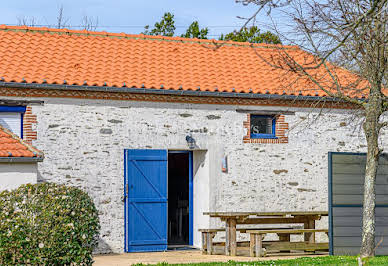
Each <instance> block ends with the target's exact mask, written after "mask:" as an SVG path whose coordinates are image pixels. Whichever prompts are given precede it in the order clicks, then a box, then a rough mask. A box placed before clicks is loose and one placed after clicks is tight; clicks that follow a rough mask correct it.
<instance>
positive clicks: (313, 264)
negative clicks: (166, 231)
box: [136, 256, 388, 266]
mask: <svg viewBox="0 0 388 266" xmlns="http://www.w3.org/2000/svg"><path fill="white" fill-rule="evenodd" d="M136 265H138V266H140V265H146V264H136ZM147 265H150V264H147ZM156 265H159V266H164V265H190V266H207V265H209V266H210V265H212V266H214V265H225V266H226V265H227V266H229V265H230V266H245V265H247V266H248V265H271V266H276V265H298V266H302V265H358V264H357V257H348V256H328V257H316V258H308V257H305V258H299V259H291V260H267V261H257V262H235V261H229V262H209V263H206V262H205V263H189V264H167V263H159V264H156ZM366 265H388V256H378V257H375V258H372V259H369V260H368V261H367V262H366Z"/></svg>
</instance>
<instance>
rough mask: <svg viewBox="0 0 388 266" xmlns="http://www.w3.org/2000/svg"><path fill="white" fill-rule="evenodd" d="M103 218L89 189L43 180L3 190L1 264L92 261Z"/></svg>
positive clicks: (55, 262) (0, 248)
mask: <svg viewBox="0 0 388 266" xmlns="http://www.w3.org/2000/svg"><path fill="white" fill-rule="evenodd" d="M99 229H100V224H99V220H98V212H97V209H96V207H95V206H94V203H93V201H92V199H91V198H90V197H89V196H88V194H87V193H85V192H83V191H82V190H80V189H78V188H74V187H68V186H64V185H57V184H52V183H42V184H35V185H30V184H28V185H22V186H20V187H19V188H18V189H15V190H12V191H3V192H0V265H15V264H17V265H20V264H30V265H37V264H39V265H69V264H72V265H91V264H92V262H93V258H92V251H93V248H94V247H95V246H96V245H97V240H98V233H99Z"/></svg>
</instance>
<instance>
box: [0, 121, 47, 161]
mask: <svg viewBox="0 0 388 266" xmlns="http://www.w3.org/2000/svg"><path fill="white" fill-rule="evenodd" d="M0 131H3V132H4V133H6V134H8V135H9V136H10V137H11V138H12V139H14V140H17V141H19V142H20V144H22V145H23V146H24V147H26V148H27V150H29V151H30V152H32V153H33V154H34V155H35V156H34V157H43V152H42V151H40V150H38V149H37V148H35V147H34V146H32V145H30V144H28V143H27V142H25V141H24V140H23V139H22V138H20V137H19V136H18V135H16V134H15V133H13V132H12V131H10V130H9V129H7V128H5V127H3V126H2V125H0Z"/></svg>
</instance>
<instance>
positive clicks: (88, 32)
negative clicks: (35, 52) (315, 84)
mask: <svg viewBox="0 0 388 266" xmlns="http://www.w3.org/2000/svg"><path fill="white" fill-rule="evenodd" d="M0 30H3V31H16V32H17V31H22V32H38V33H42V34H43V33H45V32H50V33H58V34H74V35H84V36H94V37H117V38H127V39H143V40H158V41H175V42H183V43H199V44H210V45H215V46H220V47H222V46H223V45H228V46H241V47H247V46H248V47H253V48H269V49H271V48H280V49H290V50H300V47H299V46H297V45H282V44H266V43H249V42H235V41H220V40H215V39H197V38H183V37H178V36H176V37H167V36H160V35H158V36H153V35H144V34H127V33H124V32H121V33H114V32H106V31H87V30H71V29H67V28H63V29H57V28H47V27H29V26H9V25H5V24H2V25H0Z"/></svg>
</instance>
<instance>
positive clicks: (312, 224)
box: [203, 211, 328, 256]
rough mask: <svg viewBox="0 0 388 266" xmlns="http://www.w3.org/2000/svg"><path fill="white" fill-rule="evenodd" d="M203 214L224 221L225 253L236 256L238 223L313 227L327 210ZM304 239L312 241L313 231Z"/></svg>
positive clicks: (309, 227) (233, 212)
mask: <svg viewBox="0 0 388 266" xmlns="http://www.w3.org/2000/svg"><path fill="white" fill-rule="evenodd" d="M203 214H204V215H209V216H210V217H214V218H219V219H221V221H225V223H226V226H225V236H226V241H225V255H227V256H236V253H237V242H236V228H237V225H238V224H256V225H260V224H304V229H315V221H316V220H320V219H321V217H322V216H328V212H327V211H291V212H287V211H282V212H204V213H203ZM304 238H305V241H309V242H314V241H315V233H305V236H304Z"/></svg>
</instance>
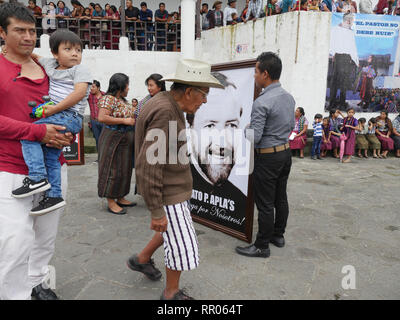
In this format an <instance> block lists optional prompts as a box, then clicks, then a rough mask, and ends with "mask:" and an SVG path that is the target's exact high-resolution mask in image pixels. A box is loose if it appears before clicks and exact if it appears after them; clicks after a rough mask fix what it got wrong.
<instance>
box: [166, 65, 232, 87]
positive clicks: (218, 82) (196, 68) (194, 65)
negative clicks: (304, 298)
mask: <svg viewBox="0 0 400 320" xmlns="http://www.w3.org/2000/svg"><path fill="white" fill-rule="evenodd" d="M161 81H172V82H178V83H183V84H187V85H192V86H197V87H209V88H220V89H224V88H225V87H224V86H223V85H222V84H221V83H220V82H219V81H218V80H217V79H216V78H215V77H214V76H212V75H211V65H210V64H209V63H206V62H203V61H200V60H193V59H182V60H180V61H178V64H177V66H176V72H175V74H173V75H169V76H166V77H164V78H162V79H161Z"/></svg>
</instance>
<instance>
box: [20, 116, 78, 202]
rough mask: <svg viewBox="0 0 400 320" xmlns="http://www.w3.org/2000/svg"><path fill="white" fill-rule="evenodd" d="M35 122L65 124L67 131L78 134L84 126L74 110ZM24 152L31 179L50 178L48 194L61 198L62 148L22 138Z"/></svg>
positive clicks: (55, 196)
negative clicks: (23, 138) (72, 110)
mask: <svg viewBox="0 0 400 320" xmlns="http://www.w3.org/2000/svg"><path fill="white" fill-rule="evenodd" d="M35 124H56V125H60V126H64V127H66V128H67V129H66V130H65V132H71V133H73V134H77V133H79V132H80V131H81V128H82V118H81V116H79V115H78V113H75V112H74V111H68V110H64V111H62V112H59V113H56V114H54V115H52V116H50V117H48V118H42V119H40V120H38V121H36V122H35ZM21 144H22V154H23V156H24V160H25V163H26V165H27V166H28V169H29V179H31V180H33V181H39V180H42V179H45V178H48V180H49V182H50V184H51V188H50V189H49V191H48V192H47V196H48V197H51V198H61V197H62V194H61V164H60V161H59V158H60V154H61V150H60V149H56V148H49V147H46V145H44V144H43V145H42V144H41V143H40V142H37V141H28V140H21Z"/></svg>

****************************************

● **Required action**
Output all the data above verbatim, leaving out images.

● **Response box**
Each <instance> block ends with the target's exact mask, written after "mask:" as an SVG path whose coordinates are image pixels. Whichever prompts are given precede it in the order clicks, then a box, then a rough mask. A box placed before clicks is loose and one placed after clicks is tight; clicks that follow a rough mask correct it.
<instance>
positive clicks: (313, 264)
negative clicks: (166, 231)
box: [136, 256, 388, 266]
mask: <svg viewBox="0 0 388 266" xmlns="http://www.w3.org/2000/svg"><path fill="white" fill-rule="evenodd" d="M136 265H138V266H140V265H146V264H136ZM147 265H150V264H147ZM156 265H159V266H164V265H190V266H207V265H209V266H210V265H212V266H214V265H225V266H226V265H227V266H229V265H230V266H245V265H247V266H248V265H271V266H276V265H298V266H302V265H358V264H357V257H348V256H328V257H316V258H308V257H305V258H299V259H291V260H267V261H257V262H235V261H229V262H209V263H206V262H205V263H189V264H167V263H159V264H156ZM366 265H388V256H378V257H375V258H372V259H369V260H368V261H367V262H366Z"/></svg>
</instance>
<instance>
rough mask: <svg viewBox="0 0 388 266" xmlns="http://www.w3.org/2000/svg"><path fill="white" fill-rule="evenodd" d="M103 218L89 189L43 180L3 190L1 264L92 261Z"/></svg>
positive clicks: (55, 262) (0, 248)
mask: <svg viewBox="0 0 388 266" xmlns="http://www.w3.org/2000/svg"><path fill="white" fill-rule="evenodd" d="M99 229H100V224H99V220H98V212H97V209H96V207H95V206H94V203H93V201H92V199H91V198H90V197H89V196H88V194H87V193H85V192H83V191H82V190H80V189H78V188H74V187H68V186H64V185H57V184H52V183H42V184H35V185H30V184H28V185H22V186H20V187H19V188H18V189H15V190H12V191H3V192H0V265H15V264H17V265H20V264H30V265H37V264H39V265H69V264H72V265H91V264H92V262H93V258H92V251H93V248H94V247H95V246H96V245H97V240H98V233H99Z"/></svg>
</instance>
<instance>
box: [0, 121, 47, 161]
mask: <svg viewBox="0 0 388 266" xmlns="http://www.w3.org/2000/svg"><path fill="white" fill-rule="evenodd" d="M0 131H3V132H4V133H6V134H8V135H9V136H10V137H11V138H12V139H14V140H17V141H19V142H20V144H22V145H23V146H24V147H26V148H27V150H29V151H30V152H32V153H33V154H34V155H35V156H34V157H43V152H42V151H40V150H38V149H37V148H35V147H34V146H32V145H30V144H28V143H27V142H25V141H24V140H23V139H22V138H20V137H19V136H18V135H16V134H15V133H13V132H12V131H10V130H9V129H7V128H5V127H3V126H2V125H0Z"/></svg>
</instance>
<instance>
positive clicks: (88, 32)
negative clicks: (35, 52) (315, 84)
mask: <svg viewBox="0 0 388 266" xmlns="http://www.w3.org/2000/svg"><path fill="white" fill-rule="evenodd" d="M0 30H3V31H16V32H17V31H22V32H38V33H42V34H43V33H45V32H50V33H58V34H74V35H84V36H94V37H117V38H127V39H143V40H158V41H175V42H183V43H199V44H210V45H215V46H220V47H222V46H223V45H228V46H241V47H247V46H248V47H253V48H269V49H271V48H280V49H290V50H300V47H299V46H297V45H282V44H266V43H249V42H235V41H220V40H215V39H197V38H183V37H178V36H176V37H167V36H160V35H158V36H153V35H144V34H127V33H124V32H121V33H114V32H106V31H87V30H71V29H67V28H63V29H57V28H47V27H29V26H9V25H5V24H2V25H0Z"/></svg>
</instance>
<instance>
positive clicks: (312, 224)
box: [203, 211, 328, 256]
rough mask: <svg viewBox="0 0 388 266" xmlns="http://www.w3.org/2000/svg"><path fill="white" fill-rule="evenodd" d="M203 214L224 221L225 253L236 256L238 223L313 227L327 210ZM304 239L312 241L313 231Z"/></svg>
positive clicks: (309, 227) (233, 212)
mask: <svg viewBox="0 0 388 266" xmlns="http://www.w3.org/2000/svg"><path fill="white" fill-rule="evenodd" d="M203 214H204V215H209V216H210V217H214V218H219V219H221V221H225V223H226V226H225V236H226V241H225V255H227V256H236V253H237V242H236V228H237V225H238V224H256V225H260V224H304V229H315V221H316V220H320V219H321V217H322V216H328V212H327V211H291V212H287V211H282V212H204V213H203ZM304 238H305V241H309V242H314V241H315V233H305V236H304Z"/></svg>
</instance>
In this format an <instance> block lists optional prompts as a box, then clicks, then a rough mask, and ends with "mask:" and an SVG path that is the target's exact high-resolution mask in image pixels. A box is loose if it appears before clicks and exact if it appears after them; clicks after a rough mask fix what it got wrong.
<instance>
box: [166, 65, 232, 87]
positive clicks: (218, 82) (196, 68) (194, 65)
negative clicks: (304, 298)
mask: <svg viewBox="0 0 400 320" xmlns="http://www.w3.org/2000/svg"><path fill="white" fill-rule="evenodd" d="M161 81H172V82H178V83H183V84H187V85H192V86H197V87H209V88H220V89H224V88H225V87H224V86H223V85H222V84H221V83H220V82H219V81H218V80H217V79H216V78H215V77H214V76H212V75H211V65H210V64H209V63H206V62H203V61H200V60H193V59H182V60H180V61H178V64H177V66H176V72H175V74H173V75H169V76H166V77H164V78H162V79H161Z"/></svg>
</instance>
<instance>
box: [20, 116, 78, 202]
rough mask: <svg viewBox="0 0 400 320" xmlns="http://www.w3.org/2000/svg"><path fill="white" fill-rule="evenodd" d="M35 122L65 124L67 131L78 134L84 126L74 110ZM24 152L31 179L50 178L48 194L61 198L62 148L22 138Z"/></svg>
positive clicks: (55, 196)
negative clicks: (23, 138) (72, 110)
mask: <svg viewBox="0 0 400 320" xmlns="http://www.w3.org/2000/svg"><path fill="white" fill-rule="evenodd" d="M35 124H56V125H60V126H64V127H66V128H67V129H66V130H65V132H71V133H73V134H77V133H79V132H80V131H81V128H82V118H81V116H79V115H78V113H75V112H74V111H68V110H64V111H62V112H59V113H56V114H54V115H52V116H50V117H48V118H42V119H40V120H38V121H36V122H35ZM21 144H22V154H23V156H24V160H25V163H26V165H27V166H28V169H29V179H31V180H33V181H39V180H42V179H45V178H48V180H49V182H50V184H51V188H50V189H49V191H48V192H47V196H48V197H51V198H61V197H62V194H61V164H60V161H59V158H60V154H61V150H60V149H56V148H49V147H46V145H44V144H43V145H42V144H41V143H40V142H37V141H28V140H21Z"/></svg>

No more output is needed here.